▶ HOW TO COMPLETE THIS TASK: When a line in the entries below contains the word "bridge", copy that line.

** RECORDED DATA follows **

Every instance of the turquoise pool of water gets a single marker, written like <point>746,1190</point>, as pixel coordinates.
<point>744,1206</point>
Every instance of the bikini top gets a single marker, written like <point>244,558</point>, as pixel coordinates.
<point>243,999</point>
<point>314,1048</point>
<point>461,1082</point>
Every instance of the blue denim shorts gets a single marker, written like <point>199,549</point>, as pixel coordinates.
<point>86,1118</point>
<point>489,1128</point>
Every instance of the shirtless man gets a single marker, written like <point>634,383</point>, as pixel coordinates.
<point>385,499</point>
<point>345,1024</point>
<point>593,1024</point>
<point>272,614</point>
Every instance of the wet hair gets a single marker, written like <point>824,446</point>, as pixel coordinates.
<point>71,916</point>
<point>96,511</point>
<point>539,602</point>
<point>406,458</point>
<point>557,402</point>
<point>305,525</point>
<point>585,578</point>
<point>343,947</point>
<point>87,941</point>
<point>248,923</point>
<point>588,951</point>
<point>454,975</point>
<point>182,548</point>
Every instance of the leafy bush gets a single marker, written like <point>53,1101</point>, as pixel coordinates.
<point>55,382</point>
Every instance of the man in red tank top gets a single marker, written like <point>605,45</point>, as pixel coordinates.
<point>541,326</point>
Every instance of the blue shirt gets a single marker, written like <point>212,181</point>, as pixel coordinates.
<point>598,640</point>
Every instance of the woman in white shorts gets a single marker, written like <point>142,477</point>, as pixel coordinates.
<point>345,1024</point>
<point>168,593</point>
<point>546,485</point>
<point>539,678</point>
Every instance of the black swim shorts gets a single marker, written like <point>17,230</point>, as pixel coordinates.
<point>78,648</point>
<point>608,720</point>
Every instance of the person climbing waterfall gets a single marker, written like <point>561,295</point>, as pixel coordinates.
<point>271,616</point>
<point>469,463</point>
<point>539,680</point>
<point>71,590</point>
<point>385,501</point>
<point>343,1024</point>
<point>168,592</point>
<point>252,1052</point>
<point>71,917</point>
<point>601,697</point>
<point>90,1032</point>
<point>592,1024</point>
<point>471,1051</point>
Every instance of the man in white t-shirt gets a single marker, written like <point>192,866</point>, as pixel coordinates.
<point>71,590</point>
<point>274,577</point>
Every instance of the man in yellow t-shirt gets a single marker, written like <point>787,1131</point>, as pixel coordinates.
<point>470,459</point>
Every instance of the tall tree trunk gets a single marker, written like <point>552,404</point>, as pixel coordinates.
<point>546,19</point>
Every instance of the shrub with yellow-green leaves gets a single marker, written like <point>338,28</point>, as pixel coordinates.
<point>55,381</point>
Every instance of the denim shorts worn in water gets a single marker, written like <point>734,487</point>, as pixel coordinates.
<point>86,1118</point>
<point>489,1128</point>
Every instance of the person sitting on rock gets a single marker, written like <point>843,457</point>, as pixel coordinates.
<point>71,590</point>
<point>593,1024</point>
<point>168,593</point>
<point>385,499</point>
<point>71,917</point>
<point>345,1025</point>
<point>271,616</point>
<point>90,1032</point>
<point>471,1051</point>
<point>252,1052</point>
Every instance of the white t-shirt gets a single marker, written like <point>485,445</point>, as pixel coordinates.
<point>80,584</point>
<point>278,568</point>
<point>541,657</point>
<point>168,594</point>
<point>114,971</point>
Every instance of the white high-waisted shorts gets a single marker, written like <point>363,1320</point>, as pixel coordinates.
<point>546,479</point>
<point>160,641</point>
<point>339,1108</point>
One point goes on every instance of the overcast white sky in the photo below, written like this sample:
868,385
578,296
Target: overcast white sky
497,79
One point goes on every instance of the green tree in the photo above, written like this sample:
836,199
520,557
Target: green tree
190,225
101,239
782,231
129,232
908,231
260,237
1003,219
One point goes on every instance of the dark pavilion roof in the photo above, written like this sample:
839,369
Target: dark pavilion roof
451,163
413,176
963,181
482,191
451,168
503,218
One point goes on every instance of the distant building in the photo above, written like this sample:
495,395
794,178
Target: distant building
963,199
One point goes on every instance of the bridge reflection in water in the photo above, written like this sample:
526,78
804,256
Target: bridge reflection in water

** End of RECORDED DATA **

▶ ANSWER TO THIS PROBLEM:
One point goes on every instance of the bridge reflection in water in the photo above, written like this sample:
Target: bridge reflection in water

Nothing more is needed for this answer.